Text
──────
Masthead

Recently by Scott Kopetz, M.D.

Kopetz_Head.jpgFor metastatic colorectal cancer, there has been increasing recognition that certain molecular changes in the genes of the tumor (often called biomarkers) can help predict the benefit from certain chemotherapies like cetuximab

One of the most frequently used biomarkers is the KRAS mutation, which predicts lack of efficacy to cetuximab and panitumumab. This has been replicated in at least a dozen large randomized studies. Several recent developments have added complexities to what had appeared to be a clear biomarker and a consistent treatment algorithm. 

Recently, investigators from Europe reported that this relationship may not be straightforward for one of the more common mutations in KRAS (Tejpar, Bardelli et al., JAMA '10). Related work has identified other less common, mutations in additional regions of the KRAS gene, but the clinical implications of this are also not clear for these mutations. Adding to this complexity is the recognition that additional genes, including BRAF and NRAS, may also modulate this sensitivity. 

Recently BRAF was included in the treatment recommendations from the National Comprehensive Cancer Network (NCCN) which are commonly used as a guideline for best practices in the community.   However, as additional data was acquired, this relationship became less clear and there are calls for this to be removed from the guidelines until further clarity is provided. 

These findings collectively reiterate several broad themes in clinical oncology: 

  1. Biomarkers are a constantly evolving field for colorectal cancer and many other tumor types.
  2. Dissemination of the best practice patterns for biomarkers will require a new model of physician education. 

An effort to include broader interpretation of biomarkers in test results to physicians is one necessary step to improve care. As the biomarker field continues to add complexity to clinical care, it provides opportunities for integration of electronic decision models into patient care.  Ultimately, this added complexity will improve the outcomes of patients, and should be embraced and included with recognition of the evolution of this field.
──────
Data excerpt
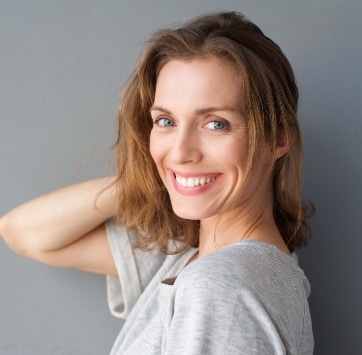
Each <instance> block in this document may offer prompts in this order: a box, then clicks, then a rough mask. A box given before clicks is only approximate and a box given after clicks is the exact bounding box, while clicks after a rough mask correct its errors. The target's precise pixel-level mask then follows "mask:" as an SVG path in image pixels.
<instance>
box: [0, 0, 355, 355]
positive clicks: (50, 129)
──────
Assignment A
In the post on colorectal cancer biomarkers, the KRAS mutation predicts a lack of efficacy for which two drugs?
Assignment B
Write out the stretch of the post on colorectal cancer biomarkers from "One of the most" through "modulate this sensitivity.".

Exercise output A
Cetuximab and panitumumab.

Exercise output B
One of the most frequently used biomarkers is the KRAS mutation, which predicts lack of efficacy to cetuximab and panitumumab. This has been replicated in at least a dozen large randomized studies. Several recent developments have added complexities to what had appeared to be a clear biomarker and a consistent treatment algorithm. 

Recently, investigators from Europe reported that this relationship may not be straightforward for one of the more common mutations in KRAS (Tejpar, Bardelli et al., JAMA '10). Related work has identified other less common, mutations in additional regions of the KRAS gene, but the clinical implications of this are also not clear for these mutations. Adding to this complexity is the recognition that additional genes, including BRAF and NRAS, may also modulate this sensitivity.